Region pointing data
<<<<
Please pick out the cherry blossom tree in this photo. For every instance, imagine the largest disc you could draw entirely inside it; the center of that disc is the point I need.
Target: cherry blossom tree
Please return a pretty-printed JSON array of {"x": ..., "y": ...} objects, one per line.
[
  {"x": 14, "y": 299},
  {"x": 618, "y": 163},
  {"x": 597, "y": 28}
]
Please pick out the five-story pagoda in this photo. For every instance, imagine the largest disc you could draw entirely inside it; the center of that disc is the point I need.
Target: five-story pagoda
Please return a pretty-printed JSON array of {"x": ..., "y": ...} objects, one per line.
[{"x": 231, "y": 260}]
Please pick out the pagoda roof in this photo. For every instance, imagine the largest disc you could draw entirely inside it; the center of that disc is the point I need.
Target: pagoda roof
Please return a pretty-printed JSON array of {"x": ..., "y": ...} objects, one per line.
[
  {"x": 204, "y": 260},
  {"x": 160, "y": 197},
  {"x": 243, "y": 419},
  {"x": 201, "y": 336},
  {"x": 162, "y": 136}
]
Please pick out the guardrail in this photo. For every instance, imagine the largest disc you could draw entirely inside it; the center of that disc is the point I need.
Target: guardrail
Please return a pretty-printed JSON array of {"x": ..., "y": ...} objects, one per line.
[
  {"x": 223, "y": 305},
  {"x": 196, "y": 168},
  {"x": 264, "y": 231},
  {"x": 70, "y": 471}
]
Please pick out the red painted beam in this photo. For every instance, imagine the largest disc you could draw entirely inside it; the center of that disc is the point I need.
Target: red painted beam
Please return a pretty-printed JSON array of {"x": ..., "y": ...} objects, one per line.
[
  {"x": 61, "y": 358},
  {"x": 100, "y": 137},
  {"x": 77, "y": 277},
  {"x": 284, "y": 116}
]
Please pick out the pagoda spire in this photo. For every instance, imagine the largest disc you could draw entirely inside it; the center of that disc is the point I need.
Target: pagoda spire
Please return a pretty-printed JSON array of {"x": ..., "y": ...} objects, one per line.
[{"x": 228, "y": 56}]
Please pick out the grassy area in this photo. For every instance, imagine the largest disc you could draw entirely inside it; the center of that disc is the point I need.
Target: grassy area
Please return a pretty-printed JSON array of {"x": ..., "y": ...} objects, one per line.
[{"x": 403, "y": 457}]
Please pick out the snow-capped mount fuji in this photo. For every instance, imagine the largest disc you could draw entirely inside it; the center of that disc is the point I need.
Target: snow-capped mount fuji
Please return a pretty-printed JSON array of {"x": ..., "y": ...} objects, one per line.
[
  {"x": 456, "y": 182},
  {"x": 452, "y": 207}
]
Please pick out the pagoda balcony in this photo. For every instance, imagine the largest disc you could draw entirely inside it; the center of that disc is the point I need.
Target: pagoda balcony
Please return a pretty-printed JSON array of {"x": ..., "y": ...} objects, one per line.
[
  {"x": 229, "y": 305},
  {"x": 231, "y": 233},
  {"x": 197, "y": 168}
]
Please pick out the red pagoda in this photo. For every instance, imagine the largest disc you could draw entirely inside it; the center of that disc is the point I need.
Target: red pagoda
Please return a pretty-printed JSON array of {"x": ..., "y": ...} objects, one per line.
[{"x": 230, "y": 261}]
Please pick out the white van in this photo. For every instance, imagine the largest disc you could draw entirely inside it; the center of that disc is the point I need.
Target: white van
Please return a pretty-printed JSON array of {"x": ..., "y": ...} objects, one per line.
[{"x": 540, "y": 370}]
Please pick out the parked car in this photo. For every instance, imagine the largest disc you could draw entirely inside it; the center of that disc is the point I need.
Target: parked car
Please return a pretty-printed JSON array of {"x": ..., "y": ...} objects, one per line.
>>>>
▶ [WORK INSTRUCTIONS]: Answer with a single number: the count of lines in the entries that hold the word "guardrail".

▶ [RESPONSE TO THE EXERCISE]: 2